» **COSA SI CHIEDE**
Secondo il testo sul vampiro, qual è la condizione necessaria per essere un revenant?

» **ESTRATTO DEL DOCUMENTO**
##########

Il vampiro, campione dei mostri

Il vampiro, campione dei mostri

Donne travestite da vampire a Lugau, in Germania (cr. Kora27 Wikimedia commons)

Dall’antichità presente in tutte le culture

Il vampiro è un mostro che fa parte di una categoria più ampia, quella dei revenants, cioè quelli che ritornano, insomma i redivivi. Si tratta di morti che si ripresentano ai vivi in forma immateriale (come fantasmi o spiriti vari) o in forma fisica, quindi capaci di interagire concretamente con i viventi, per lo più facendogli del male.

Condizione necessaria per essere un revenant è perciò l’essere già morto (è allora tecnicamente sbagliato definirli non morti, al massimo si può parlare di morti viventi) per cui lo sono vampiri e zombi, ma non i lupi mannari (mostri di trasformazione) oppure esseri come il Golem di Rabbi Loew o la creatura del Dr. Frankenstein (mostri artificiali).


Max Schreck in "Nosferatu il vampiro" di Murnau (Wikimedia commons)

Se poi volessimo elencare anche solo una parte dell'infinita schiera di vere e proprie specie “altre”, come Lamie, Empuse e Striges della tradizione greco-romana, Ghoul e Jinn della tradizione araba, Oni e Mononoke dello sterminato folklore giapponese, non la finiremmo più.

##########

» **MATERIALE DI PARTENZA**

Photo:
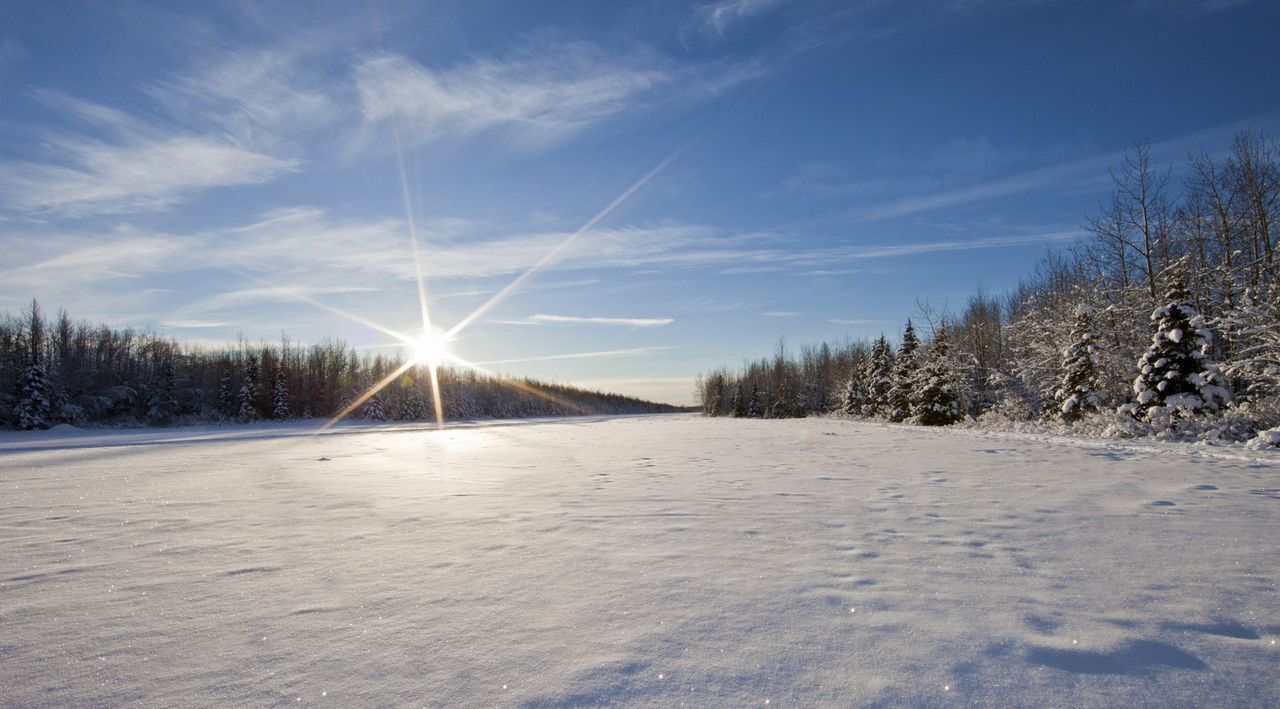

##########

» **RISULTATO DELL'ESERCIZIO**
Essere già morto.